▶ Text block
Just scroll down to Oct 17, 2003.

 

[Hurkyl]

positivity and negativity are qualitative values, not quantitative. What is the sqrt of '+' or '-'?

I will agree that √+ and √- don't make sense.

But √(+1) does make sense, and so does √(-1) in the complex numbers.


"Negative" is a quality. "-1" is not a quality; it is an integer (or a rational number, or a real number, depending on the context -- the same symbol is used for each). "-" is neither a quality nor a quantity.

Just like "blue" is a quality, but "the blue pencil" is not a quality.


Incidentally, "-" does not "quality" a quantative value -- for any number x, there is no guarantee that -x is negative. (Though that is a common mistake)

 

[Nereid]

This is an interesting thread, but I wonder if it would feel happier in another part of PF - the philosophy of science and math, for example?

 

[Phobos]

No, no...I can feel a discussion about dark energy about to start at any moment. Hmm..it passed. Ok, off to PofS&M this goes...

 

[maverickmathematics]

I just wrote a really long and funny post but it really didnt express what i wanted to - what I really want to say is - yes maths is built on axioms that cannot be proven without the use of other axioms and so the entire syste, is underpinned by a created basis.

The original poster sid that the properties and theorems re all just built on a created base - well THAT IS THE POINT! You take 4 fundamental truths (peano's axioms) and then construct a number system, and then more and then more and then more! It is the purest of things to do - everything is done on sound deduction there is no faffing around with ifs and maybes - it is cut and dry 1 or 0 and that is the POINT of mathematics - when you prove something it is proved FORVER!

Argh i#m angry nad can't type ...i'll be back!

 

[Thor]

I will agree that √+ and √- don't make sense.

But √(+1) does make sense, and so does √(-1) in the complex numbers.


"Negative" is a quality. "-1" is not a quality; it is an integer (or a rational number, or a real number, depending on the context -- the same symbol is used for each). "-" is neither a quality nor a quantity.

Just like "blue" is a quality, but "the blue pencil" is not a quality.


Incidentally, "-" does not "quality" a quantative value -- for any number x, there is no guarantee that -x is negative. (Though that is a common mistake)

Yes - if x is, itself, a negative number then -x is positive.

HOWEVER, if you isolate and analyze each term in an equation, the properties of "+" and "-" are, indeed qualifiers. Math also breaches the domain of qualitative values when it uses ft and sec. . . ie 32ft/sec^2. "|1|" is a number "Distance" is not - "Time" is not. Those terms QUALify the numeric value. Numeric values are fungible - you can just as well use two 1's in place of 2. No matter how you term "ft" you will never get "sec's" - they are QUALitaively different.

 

[selfAdjoint]

Math also breaches the domain of qualitative values when it uses ft and sec. . . ie 32ft/sec^2.

Math doesn't do this. Physics does.

 

[Hurkyl]

The act of qualifying something is to take something general and add a qualifier to make it more specific.

That is precisely what "+" is not doing. "1" denotes exactly one real number -- it cannot be made any more specific.¹ "+1" means exactly the same thing as "1", so as such, adding the "+" has not made the symbol more specific: they're simply two different names for the same thing.

Similarly, "-1" is not more specific than "1"... in fact, "-1" is precisely something that "1" does not mean (unless you're doing arithmetic in characteristic 2). Adding the "-" changed the meaning of the string -- it did not make it more specific.

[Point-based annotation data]
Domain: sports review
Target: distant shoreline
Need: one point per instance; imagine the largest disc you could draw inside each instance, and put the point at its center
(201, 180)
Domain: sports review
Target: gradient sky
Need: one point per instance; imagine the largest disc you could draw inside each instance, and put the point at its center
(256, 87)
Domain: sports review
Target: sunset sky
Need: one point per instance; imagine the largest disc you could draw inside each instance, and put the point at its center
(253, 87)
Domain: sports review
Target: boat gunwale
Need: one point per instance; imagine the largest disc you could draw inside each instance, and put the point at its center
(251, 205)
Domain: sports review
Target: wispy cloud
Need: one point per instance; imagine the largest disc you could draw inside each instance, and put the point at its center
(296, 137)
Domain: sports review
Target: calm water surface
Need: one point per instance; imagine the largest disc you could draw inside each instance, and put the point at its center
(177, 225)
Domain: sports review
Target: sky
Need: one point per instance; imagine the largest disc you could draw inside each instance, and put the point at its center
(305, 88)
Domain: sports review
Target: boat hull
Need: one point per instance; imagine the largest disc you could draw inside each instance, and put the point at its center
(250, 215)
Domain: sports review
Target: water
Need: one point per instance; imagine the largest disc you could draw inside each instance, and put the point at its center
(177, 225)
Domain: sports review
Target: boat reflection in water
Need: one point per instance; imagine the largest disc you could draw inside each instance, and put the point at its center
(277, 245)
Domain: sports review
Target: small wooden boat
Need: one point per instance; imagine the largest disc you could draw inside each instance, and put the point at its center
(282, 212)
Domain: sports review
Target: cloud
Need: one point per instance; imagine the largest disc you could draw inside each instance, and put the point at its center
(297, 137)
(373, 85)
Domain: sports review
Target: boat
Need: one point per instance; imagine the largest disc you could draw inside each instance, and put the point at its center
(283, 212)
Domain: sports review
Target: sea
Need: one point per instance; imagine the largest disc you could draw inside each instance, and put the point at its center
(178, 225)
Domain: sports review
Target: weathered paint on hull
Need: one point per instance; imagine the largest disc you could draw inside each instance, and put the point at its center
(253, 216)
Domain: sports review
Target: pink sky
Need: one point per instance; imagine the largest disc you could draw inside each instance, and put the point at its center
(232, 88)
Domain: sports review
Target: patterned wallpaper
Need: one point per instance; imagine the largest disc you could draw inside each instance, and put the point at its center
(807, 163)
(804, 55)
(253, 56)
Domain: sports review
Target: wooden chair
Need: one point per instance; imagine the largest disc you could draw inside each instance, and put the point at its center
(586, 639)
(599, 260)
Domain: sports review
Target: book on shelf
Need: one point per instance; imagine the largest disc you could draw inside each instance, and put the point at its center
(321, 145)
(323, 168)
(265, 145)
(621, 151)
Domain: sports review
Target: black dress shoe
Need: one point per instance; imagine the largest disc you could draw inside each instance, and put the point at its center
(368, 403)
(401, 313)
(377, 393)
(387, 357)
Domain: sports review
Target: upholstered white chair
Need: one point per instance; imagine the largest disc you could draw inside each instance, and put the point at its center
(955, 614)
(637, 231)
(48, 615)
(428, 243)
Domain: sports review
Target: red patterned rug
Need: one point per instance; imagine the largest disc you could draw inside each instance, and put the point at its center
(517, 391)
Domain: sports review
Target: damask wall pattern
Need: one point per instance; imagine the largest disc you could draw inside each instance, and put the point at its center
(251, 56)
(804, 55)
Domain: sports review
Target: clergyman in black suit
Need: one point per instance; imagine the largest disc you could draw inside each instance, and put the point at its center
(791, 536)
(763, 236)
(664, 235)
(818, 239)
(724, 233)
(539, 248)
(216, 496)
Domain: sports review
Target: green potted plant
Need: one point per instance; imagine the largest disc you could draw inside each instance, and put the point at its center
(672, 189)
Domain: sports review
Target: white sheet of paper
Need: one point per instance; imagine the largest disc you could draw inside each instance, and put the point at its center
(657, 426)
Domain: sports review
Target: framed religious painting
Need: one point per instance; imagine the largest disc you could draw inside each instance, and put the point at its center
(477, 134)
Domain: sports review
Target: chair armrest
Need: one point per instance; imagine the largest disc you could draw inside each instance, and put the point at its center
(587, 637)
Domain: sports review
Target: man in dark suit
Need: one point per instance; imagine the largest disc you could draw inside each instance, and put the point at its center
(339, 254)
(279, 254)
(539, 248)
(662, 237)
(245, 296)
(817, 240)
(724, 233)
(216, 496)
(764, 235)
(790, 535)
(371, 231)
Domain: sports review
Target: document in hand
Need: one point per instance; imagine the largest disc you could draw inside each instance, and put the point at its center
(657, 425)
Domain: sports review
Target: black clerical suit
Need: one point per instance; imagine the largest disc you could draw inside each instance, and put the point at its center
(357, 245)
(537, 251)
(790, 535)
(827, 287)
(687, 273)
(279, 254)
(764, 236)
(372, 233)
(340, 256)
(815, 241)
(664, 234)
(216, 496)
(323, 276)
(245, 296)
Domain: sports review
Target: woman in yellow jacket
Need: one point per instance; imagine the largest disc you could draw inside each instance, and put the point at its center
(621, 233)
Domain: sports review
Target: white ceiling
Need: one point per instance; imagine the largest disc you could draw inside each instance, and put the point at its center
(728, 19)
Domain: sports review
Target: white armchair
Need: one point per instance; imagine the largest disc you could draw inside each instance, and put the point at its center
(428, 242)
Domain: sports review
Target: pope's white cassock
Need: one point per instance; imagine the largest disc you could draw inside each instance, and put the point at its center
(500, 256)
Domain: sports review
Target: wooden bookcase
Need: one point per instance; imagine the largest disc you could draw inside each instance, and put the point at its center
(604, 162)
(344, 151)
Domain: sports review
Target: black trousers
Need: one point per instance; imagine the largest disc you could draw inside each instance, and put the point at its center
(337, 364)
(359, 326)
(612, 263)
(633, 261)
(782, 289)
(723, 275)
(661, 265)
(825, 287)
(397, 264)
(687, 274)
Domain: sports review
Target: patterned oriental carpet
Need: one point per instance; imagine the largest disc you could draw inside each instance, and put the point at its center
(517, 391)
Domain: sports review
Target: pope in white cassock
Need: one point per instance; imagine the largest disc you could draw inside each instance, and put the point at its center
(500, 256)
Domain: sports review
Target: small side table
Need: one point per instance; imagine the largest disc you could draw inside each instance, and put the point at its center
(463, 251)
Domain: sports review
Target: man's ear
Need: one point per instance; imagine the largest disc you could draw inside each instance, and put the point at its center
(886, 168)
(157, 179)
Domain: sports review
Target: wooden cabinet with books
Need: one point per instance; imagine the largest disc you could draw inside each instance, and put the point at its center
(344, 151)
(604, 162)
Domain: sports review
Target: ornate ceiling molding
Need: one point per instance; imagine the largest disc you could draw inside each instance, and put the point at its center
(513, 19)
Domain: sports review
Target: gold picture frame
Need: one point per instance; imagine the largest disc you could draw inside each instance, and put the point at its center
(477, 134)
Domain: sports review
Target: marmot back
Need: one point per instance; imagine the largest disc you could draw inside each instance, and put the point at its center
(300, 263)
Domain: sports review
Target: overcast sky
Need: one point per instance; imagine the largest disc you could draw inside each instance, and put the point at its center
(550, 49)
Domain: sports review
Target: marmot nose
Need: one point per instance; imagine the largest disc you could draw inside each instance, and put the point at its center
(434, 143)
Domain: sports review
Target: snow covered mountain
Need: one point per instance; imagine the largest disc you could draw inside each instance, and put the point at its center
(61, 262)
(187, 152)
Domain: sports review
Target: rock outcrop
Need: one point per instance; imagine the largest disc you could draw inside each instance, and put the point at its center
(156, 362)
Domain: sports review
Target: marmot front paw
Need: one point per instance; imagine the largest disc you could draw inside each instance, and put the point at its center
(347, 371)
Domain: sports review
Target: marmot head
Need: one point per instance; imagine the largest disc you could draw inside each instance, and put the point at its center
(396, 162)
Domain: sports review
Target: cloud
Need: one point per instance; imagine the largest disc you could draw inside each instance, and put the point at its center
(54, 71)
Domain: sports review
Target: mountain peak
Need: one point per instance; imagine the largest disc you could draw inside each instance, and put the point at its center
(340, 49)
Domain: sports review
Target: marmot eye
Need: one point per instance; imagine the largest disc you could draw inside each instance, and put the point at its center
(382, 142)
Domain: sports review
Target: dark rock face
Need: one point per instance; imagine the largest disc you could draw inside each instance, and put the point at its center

▶ Directions
In the forum thread above, which axioms does maverickmathematics cite as the four fundamental truths from which a number system is constructed?

▶ Result of this exercise
Peano's axioms.